Stated problem> Please extract every line of the listing below that contains the string "blurred", matching case exactly.

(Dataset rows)

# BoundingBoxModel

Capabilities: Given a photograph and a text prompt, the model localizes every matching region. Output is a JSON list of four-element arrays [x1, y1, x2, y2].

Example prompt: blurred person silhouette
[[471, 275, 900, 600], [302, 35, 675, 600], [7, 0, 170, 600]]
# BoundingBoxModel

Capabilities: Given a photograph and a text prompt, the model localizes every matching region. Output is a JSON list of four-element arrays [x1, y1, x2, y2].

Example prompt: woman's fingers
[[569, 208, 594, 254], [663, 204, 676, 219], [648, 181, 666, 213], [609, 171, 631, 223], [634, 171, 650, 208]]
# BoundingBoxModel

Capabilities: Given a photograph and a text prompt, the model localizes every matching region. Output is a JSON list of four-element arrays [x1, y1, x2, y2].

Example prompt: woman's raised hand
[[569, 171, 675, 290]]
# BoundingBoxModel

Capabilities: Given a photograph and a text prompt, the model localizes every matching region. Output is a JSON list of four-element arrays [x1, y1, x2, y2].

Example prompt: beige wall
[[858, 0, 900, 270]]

...

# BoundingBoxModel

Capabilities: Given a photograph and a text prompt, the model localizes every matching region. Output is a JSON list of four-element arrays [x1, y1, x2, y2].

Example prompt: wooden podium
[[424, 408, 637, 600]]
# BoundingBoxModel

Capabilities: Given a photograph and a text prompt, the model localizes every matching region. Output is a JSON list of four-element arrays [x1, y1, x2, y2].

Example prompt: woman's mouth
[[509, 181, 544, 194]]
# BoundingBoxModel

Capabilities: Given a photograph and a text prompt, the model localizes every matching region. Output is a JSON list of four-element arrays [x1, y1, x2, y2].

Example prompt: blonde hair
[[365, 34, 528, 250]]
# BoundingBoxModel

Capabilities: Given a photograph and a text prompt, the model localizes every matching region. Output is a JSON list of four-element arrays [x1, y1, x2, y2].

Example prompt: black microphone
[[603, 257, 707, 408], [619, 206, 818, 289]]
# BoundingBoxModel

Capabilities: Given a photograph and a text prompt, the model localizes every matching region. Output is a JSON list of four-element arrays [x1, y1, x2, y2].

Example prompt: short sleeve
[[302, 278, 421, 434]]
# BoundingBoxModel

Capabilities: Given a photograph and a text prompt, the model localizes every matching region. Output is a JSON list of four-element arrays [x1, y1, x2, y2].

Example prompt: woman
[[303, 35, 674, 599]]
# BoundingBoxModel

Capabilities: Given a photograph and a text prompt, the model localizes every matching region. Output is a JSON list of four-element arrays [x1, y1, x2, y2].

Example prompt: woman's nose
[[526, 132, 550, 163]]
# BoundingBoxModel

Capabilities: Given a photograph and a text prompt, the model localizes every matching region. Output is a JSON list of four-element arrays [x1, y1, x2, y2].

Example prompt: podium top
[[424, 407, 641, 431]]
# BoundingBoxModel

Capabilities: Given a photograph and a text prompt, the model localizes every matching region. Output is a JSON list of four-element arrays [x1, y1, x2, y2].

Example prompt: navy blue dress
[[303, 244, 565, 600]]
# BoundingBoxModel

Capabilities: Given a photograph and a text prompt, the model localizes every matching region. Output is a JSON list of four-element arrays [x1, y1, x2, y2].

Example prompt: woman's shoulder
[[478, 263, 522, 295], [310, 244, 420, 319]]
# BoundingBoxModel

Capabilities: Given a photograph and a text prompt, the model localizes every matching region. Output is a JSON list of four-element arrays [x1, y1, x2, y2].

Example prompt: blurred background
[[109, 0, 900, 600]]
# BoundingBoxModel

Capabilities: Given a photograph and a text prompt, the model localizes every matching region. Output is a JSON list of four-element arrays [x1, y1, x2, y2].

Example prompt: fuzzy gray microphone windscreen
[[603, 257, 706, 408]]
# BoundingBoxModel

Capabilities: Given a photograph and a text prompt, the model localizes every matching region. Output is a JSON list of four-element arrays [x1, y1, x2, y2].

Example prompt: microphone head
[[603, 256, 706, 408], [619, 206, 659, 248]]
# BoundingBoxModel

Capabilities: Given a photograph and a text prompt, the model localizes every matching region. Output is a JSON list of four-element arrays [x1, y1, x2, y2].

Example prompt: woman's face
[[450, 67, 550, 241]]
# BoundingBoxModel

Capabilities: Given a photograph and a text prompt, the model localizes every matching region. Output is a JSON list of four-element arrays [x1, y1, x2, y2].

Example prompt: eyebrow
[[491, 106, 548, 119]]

Exercise answer>
Example prompt: blurred person silhouette
Example prompt: blurred background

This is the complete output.